Entries shown:

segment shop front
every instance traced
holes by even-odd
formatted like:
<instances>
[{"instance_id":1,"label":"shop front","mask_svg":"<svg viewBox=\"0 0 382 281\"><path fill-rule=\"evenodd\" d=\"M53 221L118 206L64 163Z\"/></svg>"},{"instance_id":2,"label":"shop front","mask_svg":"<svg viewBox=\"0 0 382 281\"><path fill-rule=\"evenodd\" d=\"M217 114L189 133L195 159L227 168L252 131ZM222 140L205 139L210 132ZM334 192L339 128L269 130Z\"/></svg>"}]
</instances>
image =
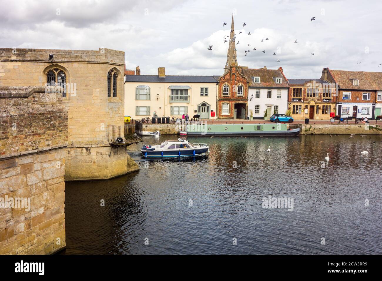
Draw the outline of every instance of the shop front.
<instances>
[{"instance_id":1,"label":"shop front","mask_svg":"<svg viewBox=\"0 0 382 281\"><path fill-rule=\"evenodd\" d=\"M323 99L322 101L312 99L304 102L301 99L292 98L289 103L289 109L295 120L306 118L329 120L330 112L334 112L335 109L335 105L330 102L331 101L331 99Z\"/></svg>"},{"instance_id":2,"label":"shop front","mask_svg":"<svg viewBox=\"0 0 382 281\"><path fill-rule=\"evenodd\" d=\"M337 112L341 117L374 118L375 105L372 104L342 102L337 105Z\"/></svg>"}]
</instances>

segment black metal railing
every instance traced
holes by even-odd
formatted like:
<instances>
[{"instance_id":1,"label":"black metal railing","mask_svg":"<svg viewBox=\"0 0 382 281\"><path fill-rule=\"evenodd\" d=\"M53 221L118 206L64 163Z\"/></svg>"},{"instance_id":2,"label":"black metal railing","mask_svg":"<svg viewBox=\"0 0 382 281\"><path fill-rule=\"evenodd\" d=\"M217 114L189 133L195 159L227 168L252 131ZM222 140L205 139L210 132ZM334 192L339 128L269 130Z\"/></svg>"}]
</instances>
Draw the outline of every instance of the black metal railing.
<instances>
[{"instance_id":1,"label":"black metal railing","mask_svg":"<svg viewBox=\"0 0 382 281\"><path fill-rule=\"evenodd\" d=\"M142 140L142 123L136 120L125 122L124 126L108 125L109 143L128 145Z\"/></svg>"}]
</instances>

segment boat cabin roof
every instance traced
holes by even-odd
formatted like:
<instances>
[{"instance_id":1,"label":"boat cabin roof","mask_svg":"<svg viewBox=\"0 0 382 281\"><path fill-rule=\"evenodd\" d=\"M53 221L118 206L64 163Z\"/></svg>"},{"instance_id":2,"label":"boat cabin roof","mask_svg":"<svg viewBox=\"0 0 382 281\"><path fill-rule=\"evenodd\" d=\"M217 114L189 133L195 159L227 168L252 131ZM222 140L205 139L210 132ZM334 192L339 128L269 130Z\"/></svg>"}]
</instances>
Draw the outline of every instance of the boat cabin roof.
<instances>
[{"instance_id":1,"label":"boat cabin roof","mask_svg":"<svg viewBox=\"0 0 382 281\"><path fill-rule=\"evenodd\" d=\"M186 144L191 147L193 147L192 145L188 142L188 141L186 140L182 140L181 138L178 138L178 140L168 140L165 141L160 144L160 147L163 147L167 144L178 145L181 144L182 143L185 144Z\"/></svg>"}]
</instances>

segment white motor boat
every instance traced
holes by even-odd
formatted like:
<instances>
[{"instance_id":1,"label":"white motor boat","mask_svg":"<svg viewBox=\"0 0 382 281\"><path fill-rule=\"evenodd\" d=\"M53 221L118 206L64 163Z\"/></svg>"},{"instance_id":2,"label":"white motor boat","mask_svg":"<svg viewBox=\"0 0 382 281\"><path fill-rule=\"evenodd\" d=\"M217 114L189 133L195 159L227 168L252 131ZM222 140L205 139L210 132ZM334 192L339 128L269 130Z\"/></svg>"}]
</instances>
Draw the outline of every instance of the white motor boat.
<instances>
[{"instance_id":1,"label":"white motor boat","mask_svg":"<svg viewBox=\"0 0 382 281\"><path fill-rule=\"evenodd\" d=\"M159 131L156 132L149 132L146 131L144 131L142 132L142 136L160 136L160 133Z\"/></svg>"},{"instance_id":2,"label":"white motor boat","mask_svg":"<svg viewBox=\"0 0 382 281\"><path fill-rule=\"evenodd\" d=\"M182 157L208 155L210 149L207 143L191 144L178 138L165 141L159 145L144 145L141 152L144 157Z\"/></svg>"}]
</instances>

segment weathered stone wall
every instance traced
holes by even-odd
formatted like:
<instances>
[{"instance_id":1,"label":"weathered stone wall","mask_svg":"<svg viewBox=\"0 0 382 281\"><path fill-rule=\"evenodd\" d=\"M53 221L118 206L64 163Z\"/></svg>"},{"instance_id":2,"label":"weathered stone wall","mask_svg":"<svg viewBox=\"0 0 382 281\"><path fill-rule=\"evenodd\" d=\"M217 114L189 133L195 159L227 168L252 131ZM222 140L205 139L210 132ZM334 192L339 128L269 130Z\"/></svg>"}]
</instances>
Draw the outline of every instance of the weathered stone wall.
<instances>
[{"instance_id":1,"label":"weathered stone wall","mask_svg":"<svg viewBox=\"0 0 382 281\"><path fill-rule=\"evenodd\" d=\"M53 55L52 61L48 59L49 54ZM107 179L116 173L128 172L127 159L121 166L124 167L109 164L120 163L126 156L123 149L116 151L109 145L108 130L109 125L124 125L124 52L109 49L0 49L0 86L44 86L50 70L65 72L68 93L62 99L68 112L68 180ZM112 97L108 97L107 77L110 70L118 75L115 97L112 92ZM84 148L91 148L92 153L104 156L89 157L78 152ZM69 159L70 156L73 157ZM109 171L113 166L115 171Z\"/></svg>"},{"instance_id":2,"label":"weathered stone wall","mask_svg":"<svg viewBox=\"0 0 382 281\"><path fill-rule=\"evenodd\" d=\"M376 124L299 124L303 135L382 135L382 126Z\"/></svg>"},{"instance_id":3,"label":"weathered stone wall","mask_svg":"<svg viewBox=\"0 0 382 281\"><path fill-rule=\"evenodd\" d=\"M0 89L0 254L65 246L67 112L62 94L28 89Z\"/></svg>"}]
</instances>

Set exercise:
Rewrite every line of the records above as a numbered list, skipping blank lines and leaving out the picture.

Exercise output:
1. segment shop front
2. every instance traced
3. holes by even-odd
4. formatted like:
5. <instances>
6. [{"instance_id":1,"label":"shop front","mask_svg":"<svg viewBox=\"0 0 382 281\"><path fill-rule=\"evenodd\" d=\"M53 221L118 206L64 163Z\"/></svg>"},{"instance_id":2,"label":"shop front","mask_svg":"<svg viewBox=\"0 0 382 281\"><path fill-rule=\"evenodd\" d=\"M217 114L189 133L195 159L227 168L252 131ZM222 140L205 139L210 132ZM334 192L339 128L269 130Z\"/></svg>"}]
7. </instances>
8. image =
9. Draw the outline of every instance of the shop front.
10. <instances>
11. [{"instance_id":1,"label":"shop front","mask_svg":"<svg viewBox=\"0 0 382 281\"><path fill-rule=\"evenodd\" d=\"M323 99L322 101L312 99L304 102L301 99L292 98L289 103L289 109L295 120L306 118L329 120L330 112L334 112L335 109L335 105L330 102L331 101L331 99Z\"/></svg>"},{"instance_id":2,"label":"shop front","mask_svg":"<svg viewBox=\"0 0 382 281\"><path fill-rule=\"evenodd\" d=\"M337 112L341 117L374 118L375 105L372 104L342 102L337 105Z\"/></svg>"}]
12. </instances>
13. segment black metal railing
14. every instance traced
15. holes by even-odd
16. formatted like:
17. <instances>
18. [{"instance_id":1,"label":"black metal railing","mask_svg":"<svg viewBox=\"0 0 382 281\"><path fill-rule=\"evenodd\" d=\"M53 221L118 206L64 163Z\"/></svg>"},{"instance_id":2,"label":"black metal railing","mask_svg":"<svg viewBox=\"0 0 382 281\"><path fill-rule=\"evenodd\" d=\"M217 114L189 133L195 159L227 168L252 131ZM222 140L205 139L210 132ZM334 192L339 128L269 130Z\"/></svg>"}]
19. </instances>
20. Draw the outline of every instance of the black metal railing.
21. <instances>
22. [{"instance_id":1,"label":"black metal railing","mask_svg":"<svg viewBox=\"0 0 382 281\"><path fill-rule=\"evenodd\" d=\"M142 140L142 123L136 120L125 122L124 126L108 125L109 143L128 145Z\"/></svg>"}]
23. </instances>
24. segment boat cabin roof
25. every instance traced
26. holes by even-odd
27. formatted like:
28. <instances>
29. [{"instance_id":1,"label":"boat cabin roof","mask_svg":"<svg viewBox=\"0 0 382 281\"><path fill-rule=\"evenodd\" d=\"M53 221L118 206L64 163Z\"/></svg>"},{"instance_id":2,"label":"boat cabin roof","mask_svg":"<svg viewBox=\"0 0 382 281\"><path fill-rule=\"evenodd\" d=\"M217 114L189 133L195 159L227 168L252 131ZM222 140L205 139L210 132ZM334 192L339 128L269 130Z\"/></svg>"}]
30. </instances>
31. Draw the outline of every instance of the boat cabin roof.
32. <instances>
33. [{"instance_id":1,"label":"boat cabin roof","mask_svg":"<svg viewBox=\"0 0 382 281\"><path fill-rule=\"evenodd\" d=\"M186 144L191 147L193 147L192 145L188 142L188 141L186 140L182 140L181 138L178 138L178 140L168 140L165 141L160 144L160 147L163 147L167 144L178 145L181 144L182 143L185 144Z\"/></svg>"}]
34. </instances>
35. segment white motor boat
36. every instance traced
37. holes by even-odd
38. formatted like:
39. <instances>
40. [{"instance_id":1,"label":"white motor boat","mask_svg":"<svg viewBox=\"0 0 382 281\"><path fill-rule=\"evenodd\" d=\"M53 221L118 206L64 163Z\"/></svg>"},{"instance_id":2,"label":"white motor boat","mask_svg":"<svg viewBox=\"0 0 382 281\"><path fill-rule=\"evenodd\" d=\"M217 114L189 133L195 159L227 168L252 131ZM222 140L205 139L210 132ZM334 192L339 128L269 130Z\"/></svg>"}]
41. </instances>
42. Draw the outline of every instance of the white motor boat.
43. <instances>
44. [{"instance_id":1,"label":"white motor boat","mask_svg":"<svg viewBox=\"0 0 382 281\"><path fill-rule=\"evenodd\" d=\"M159 131L156 132L149 132L146 131L144 131L142 132L142 136L160 136L160 133Z\"/></svg>"},{"instance_id":2,"label":"white motor boat","mask_svg":"<svg viewBox=\"0 0 382 281\"><path fill-rule=\"evenodd\" d=\"M182 157L208 155L210 149L207 143L191 144L178 138L165 141L159 145L144 145L141 152L144 157Z\"/></svg>"}]
45. </instances>
46. segment weathered stone wall
47. every instance traced
48. holes by even-odd
49. formatted like:
50. <instances>
51. [{"instance_id":1,"label":"weathered stone wall","mask_svg":"<svg viewBox=\"0 0 382 281\"><path fill-rule=\"evenodd\" d=\"M53 221L118 206L64 163Z\"/></svg>"},{"instance_id":2,"label":"weathered stone wall","mask_svg":"<svg viewBox=\"0 0 382 281\"><path fill-rule=\"evenodd\" d=\"M217 114L189 133L195 159L227 168L252 131ZM222 140L205 139L210 132ZM334 192L339 128L269 130Z\"/></svg>"}]
52. </instances>
53. Draw the outline of every instance of the weathered stone wall.
54. <instances>
55. [{"instance_id":1,"label":"weathered stone wall","mask_svg":"<svg viewBox=\"0 0 382 281\"><path fill-rule=\"evenodd\" d=\"M53 55L52 61L48 59L49 54ZM107 179L116 173L128 172L127 159L121 166L124 167L109 164L120 163L126 156L123 149L116 151L109 145L108 130L109 125L124 125L124 52L109 49L0 49L0 86L44 86L50 70L65 72L68 93L62 99L68 112L68 180ZM112 97L108 97L107 77L110 70L118 75L115 97L112 92ZM84 148L91 148L92 153L104 156L89 157L78 152ZM69 159L70 156L73 157ZM109 171L113 166L115 171Z\"/></svg>"},{"instance_id":2,"label":"weathered stone wall","mask_svg":"<svg viewBox=\"0 0 382 281\"><path fill-rule=\"evenodd\" d=\"M376 124L299 124L303 135L382 135L382 126Z\"/></svg>"},{"instance_id":3,"label":"weathered stone wall","mask_svg":"<svg viewBox=\"0 0 382 281\"><path fill-rule=\"evenodd\" d=\"M0 89L0 254L65 246L67 112L62 94L28 89Z\"/></svg>"}]
56. </instances>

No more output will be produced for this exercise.